▸ **WHAT YOU HAVE TO DO**
Each record must be output exactly and in full.

━━━━━━━━━━━━━━━━━━━━

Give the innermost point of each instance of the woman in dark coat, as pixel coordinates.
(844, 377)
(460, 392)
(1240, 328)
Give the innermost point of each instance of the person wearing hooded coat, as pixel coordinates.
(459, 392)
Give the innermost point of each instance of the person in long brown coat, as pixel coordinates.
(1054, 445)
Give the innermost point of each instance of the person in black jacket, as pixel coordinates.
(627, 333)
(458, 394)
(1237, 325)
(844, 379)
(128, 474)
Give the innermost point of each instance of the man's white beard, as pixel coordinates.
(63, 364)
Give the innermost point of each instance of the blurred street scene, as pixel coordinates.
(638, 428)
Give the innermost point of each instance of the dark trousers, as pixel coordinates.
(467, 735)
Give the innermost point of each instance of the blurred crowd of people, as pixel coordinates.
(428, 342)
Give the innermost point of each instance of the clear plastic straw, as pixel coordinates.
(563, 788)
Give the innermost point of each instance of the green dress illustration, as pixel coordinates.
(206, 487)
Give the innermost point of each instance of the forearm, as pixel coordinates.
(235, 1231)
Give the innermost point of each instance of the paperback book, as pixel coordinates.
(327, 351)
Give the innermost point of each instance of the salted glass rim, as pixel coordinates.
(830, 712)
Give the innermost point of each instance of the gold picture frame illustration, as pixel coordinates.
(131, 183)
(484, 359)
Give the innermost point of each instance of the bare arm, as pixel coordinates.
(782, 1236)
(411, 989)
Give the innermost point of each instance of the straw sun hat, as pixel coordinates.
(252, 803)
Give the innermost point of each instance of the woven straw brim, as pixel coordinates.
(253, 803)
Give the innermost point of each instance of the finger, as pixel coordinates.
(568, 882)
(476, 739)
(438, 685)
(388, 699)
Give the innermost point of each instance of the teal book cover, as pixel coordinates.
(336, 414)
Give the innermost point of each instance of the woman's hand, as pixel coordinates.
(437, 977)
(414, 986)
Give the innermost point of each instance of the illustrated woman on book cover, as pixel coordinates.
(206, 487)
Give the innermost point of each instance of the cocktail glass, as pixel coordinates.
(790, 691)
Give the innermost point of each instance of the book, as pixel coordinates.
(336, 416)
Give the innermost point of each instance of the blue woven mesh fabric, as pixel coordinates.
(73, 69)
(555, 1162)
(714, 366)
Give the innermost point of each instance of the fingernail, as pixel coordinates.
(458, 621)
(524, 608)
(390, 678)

━━━━━━━━━━━━━━━━━━━━

▸ **RESULT FOR THIS TASK**
Give the innermost point of each instance of the woman in dark coat, as pixel coordinates.
(844, 377)
(460, 392)
(1240, 328)
Give the innermost point of each instance of the person wearing hooded coat, as pixel coordinates.
(459, 392)
Give the innermost point of each instance of the person in long brown coat, as pixel coordinates.
(1054, 445)
Give the innermost point of each instance of the person in black jacket, as pixel coordinates.
(627, 333)
(458, 394)
(1237, 325)
(844, 379)
(128, 474)
Give the innermost point of each instance of the man's white beard, as pixel coordinates.
(63, 364)
Give the innermost point of each instance of the blurred street scene, as pixel coordinates.
(638, 428)
Give the innermost point of each instance of the dark trousers, as pixel coordinates.
(467, 735)
Give the innermost point of each instance of the blurred crowd of people, as pixel coordinates.
(428, 342)
Give the innermost point of each instance of the clear plastic straw, as pixel coordinates.
(563, 788)
Give the innermost point of each instance of the green dress illustration, as pixel coordinates.
(206, 487)
Give the innermost point of each instance of the forearm, as pixel coordinates.
(235, 1231)
Give the innermost point of each instance of the paperback book, as pixel coordinates.
(327, 351)
Give the innermost point of each instance of the salted glass rim, as pixel coordinates.
(830, 712)
Give the innermost point of each instance of the gold picture frame illustration, as pixel coordinates.
(131, 183)
(484, 359)
Give the innermost point of each instance of the bare arm, as pixel coordinates.
(782, 1236)
(411, 989)
Give the innermost point of each instance of the straw sun hat, as pixel coordinates.
(252, 803)
Give the innermost point of each instance of the woven straw brim, as pixel coordinates.
(253, 803)
Give the innermost point of each instance of the finger, as pixel coordinates.
(568, 882)
(476, 739)
(438, 685)
(388, 699)
Give the innermost point of each instance of the teal book cover, as pixel coordinates.
(336, 414)
Give the innermost point of each instance of the woman's hand, as pixel coordinates.
(437, 977)
(414, 986)
Give the innermost point of each instance of the illustrated woman on book cover, as pixel coordinates.
(206, 487)
Give the innermost point of each instance of the cocktail glass, as pixel coordinates.
(790, 691)
Give the innermost point of each instance of the book, as pixel coordinates.
(336, 416)
Give the innermost point of each instance of the blue woven mesh fabric, as pixel coordinates.
(73, 69)
(555, 1162)
(714, 366)
Give the innermost point of each instance of the fingernail, as pixel coordinates.
(458, 621)
(524, 608)
(390, 678)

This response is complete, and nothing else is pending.